> Brief:
Copy out the obituary of Marion Carolyn Naifeh word for word, in full.

> Extract provided:
************

Marion Carolyn Naifeh was born April 11, 1928, in Wuhu, China, the daughter of American missionaries. Her father B.W. Lanphear worked for the Episcopal Church; her mother Carolyn March Lanphear, for the Y.W.C.A. Marion died May 20, 2023, at the age of 95, at her home in Aiken, South Carolina, with her two children by her side.
She is predeceased by her husband, George A. Naifeh, a U.S. diplomat and champion of social justice; their son Roger, who died at birth; her son-in-law Gregory White Smith; and her 16 Chinese brothers, young boys abandoned by poverty-stricken farmers at the Episcopal health clinic next to her father’s school and raised as B.W,’s sons. Her two main worlds — China and the U.S. — connected for the first time when the Naifeh family of four visited Wuhu in 1993 and met her seven brothers who were still living. With her husband George holding her left hand and her brother George holding her right, Marion was wholly content.

************

> Entries provided:
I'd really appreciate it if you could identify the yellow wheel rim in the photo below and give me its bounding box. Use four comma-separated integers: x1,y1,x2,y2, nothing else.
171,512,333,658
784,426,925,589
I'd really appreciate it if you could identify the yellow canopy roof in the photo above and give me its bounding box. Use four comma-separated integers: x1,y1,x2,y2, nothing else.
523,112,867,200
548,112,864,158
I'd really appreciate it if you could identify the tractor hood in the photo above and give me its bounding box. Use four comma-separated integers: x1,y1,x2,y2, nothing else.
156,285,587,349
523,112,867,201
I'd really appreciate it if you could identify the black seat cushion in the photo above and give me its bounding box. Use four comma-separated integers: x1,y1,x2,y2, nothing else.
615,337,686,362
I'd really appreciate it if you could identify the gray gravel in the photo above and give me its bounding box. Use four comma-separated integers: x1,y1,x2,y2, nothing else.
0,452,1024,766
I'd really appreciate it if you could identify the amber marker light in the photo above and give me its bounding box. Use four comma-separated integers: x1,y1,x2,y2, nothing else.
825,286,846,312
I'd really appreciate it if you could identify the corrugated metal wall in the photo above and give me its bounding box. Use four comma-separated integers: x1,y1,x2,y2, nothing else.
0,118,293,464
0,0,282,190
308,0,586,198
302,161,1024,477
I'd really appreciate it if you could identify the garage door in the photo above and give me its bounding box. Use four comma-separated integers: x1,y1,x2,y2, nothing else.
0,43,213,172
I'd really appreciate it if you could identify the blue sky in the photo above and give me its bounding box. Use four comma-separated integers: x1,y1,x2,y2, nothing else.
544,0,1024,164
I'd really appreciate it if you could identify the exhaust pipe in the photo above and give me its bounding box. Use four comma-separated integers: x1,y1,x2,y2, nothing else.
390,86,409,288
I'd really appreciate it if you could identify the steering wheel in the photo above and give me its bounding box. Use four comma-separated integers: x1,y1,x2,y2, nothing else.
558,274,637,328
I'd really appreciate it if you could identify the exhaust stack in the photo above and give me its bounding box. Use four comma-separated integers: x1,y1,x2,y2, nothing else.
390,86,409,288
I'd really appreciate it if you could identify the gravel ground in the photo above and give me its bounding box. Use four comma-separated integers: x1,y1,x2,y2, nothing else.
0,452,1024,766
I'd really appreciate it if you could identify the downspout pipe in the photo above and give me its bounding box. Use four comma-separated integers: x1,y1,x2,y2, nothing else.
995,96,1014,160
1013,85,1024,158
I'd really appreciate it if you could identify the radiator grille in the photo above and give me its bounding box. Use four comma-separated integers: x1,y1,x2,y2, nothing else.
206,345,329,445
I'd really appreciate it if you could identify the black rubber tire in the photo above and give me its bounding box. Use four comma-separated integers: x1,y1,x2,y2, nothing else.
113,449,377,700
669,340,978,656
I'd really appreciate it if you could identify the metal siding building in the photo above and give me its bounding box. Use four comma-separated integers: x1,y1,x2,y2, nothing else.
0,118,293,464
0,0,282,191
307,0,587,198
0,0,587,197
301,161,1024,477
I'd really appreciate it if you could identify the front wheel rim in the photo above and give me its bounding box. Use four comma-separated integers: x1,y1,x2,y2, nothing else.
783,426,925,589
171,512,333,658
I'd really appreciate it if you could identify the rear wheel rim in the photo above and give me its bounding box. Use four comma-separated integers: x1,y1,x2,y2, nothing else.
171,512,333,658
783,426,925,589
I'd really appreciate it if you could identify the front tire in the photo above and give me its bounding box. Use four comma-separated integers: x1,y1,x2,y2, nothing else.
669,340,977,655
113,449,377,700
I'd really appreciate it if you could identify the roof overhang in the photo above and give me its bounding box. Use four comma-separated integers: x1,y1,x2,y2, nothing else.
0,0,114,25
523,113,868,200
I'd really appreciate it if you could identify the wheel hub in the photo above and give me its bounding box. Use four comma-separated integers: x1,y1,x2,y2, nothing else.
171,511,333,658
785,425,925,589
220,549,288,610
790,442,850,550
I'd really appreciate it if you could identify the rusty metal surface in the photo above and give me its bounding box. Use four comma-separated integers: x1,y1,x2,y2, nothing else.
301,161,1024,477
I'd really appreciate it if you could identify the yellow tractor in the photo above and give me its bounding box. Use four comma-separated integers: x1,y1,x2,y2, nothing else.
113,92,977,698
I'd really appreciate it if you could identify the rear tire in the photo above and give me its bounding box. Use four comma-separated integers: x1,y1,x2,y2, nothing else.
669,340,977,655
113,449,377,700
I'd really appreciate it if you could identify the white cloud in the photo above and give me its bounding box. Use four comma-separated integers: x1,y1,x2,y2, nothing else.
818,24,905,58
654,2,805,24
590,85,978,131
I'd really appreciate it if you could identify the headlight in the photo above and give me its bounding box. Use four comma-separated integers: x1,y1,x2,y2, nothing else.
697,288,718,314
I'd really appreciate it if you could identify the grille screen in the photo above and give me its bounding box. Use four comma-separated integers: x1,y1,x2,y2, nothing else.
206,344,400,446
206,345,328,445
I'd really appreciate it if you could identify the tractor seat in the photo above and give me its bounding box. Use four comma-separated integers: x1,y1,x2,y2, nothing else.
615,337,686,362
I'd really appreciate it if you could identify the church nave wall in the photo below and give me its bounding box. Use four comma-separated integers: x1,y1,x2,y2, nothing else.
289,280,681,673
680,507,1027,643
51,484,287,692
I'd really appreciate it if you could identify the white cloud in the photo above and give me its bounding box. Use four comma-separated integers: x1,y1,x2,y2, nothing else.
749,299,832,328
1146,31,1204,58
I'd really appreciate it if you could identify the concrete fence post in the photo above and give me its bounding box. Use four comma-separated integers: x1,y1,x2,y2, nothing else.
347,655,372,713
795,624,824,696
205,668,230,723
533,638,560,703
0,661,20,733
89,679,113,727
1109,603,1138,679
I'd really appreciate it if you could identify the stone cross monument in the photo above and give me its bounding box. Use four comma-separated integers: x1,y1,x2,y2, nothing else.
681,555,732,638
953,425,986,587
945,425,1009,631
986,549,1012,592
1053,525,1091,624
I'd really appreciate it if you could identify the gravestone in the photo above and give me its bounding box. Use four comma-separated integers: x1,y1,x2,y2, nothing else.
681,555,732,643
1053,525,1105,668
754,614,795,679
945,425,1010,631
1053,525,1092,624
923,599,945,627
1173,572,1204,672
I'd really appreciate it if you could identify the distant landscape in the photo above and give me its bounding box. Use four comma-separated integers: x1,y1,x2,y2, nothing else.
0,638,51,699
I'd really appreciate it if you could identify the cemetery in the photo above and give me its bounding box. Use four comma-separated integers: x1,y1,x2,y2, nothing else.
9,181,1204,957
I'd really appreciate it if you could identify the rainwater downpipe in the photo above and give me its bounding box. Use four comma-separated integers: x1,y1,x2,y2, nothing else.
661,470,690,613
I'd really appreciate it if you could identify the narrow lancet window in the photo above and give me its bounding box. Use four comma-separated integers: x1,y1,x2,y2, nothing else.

************

> Exercise response:
Marion Carolyn Naifeh was born April 11, 1928, in Wuhu, China, the daughter of American missionaries. Her father B.W. Lanphear worked for the Episcopal Church; her mother Carolyn March Lanphear, for the Y.W.C.A. Marion died May 20, 2023, at the age of 95, at her home in Aiken, South Carolina, with her two children by her side.
She is predeceased by her husband, George A. Naifeh, a U.S. diplomat and champion of social justice; their son Roger, who died at birth; her son-in-law Gregory White Smith; and her 16 Chinese brothers, young boys abandoned by poverty-stricken farmers at the Episcopal health clinic next to her father’s school and raised as B.W,’s sons. Her two main worlds — China and the U.S. — connected for the first time when the Naifeh family of four visited Wuhu in 1993 and met her seven brothers who were still living. With her husband George holding her left hand and her brother George holding her right, Marion was wholly content.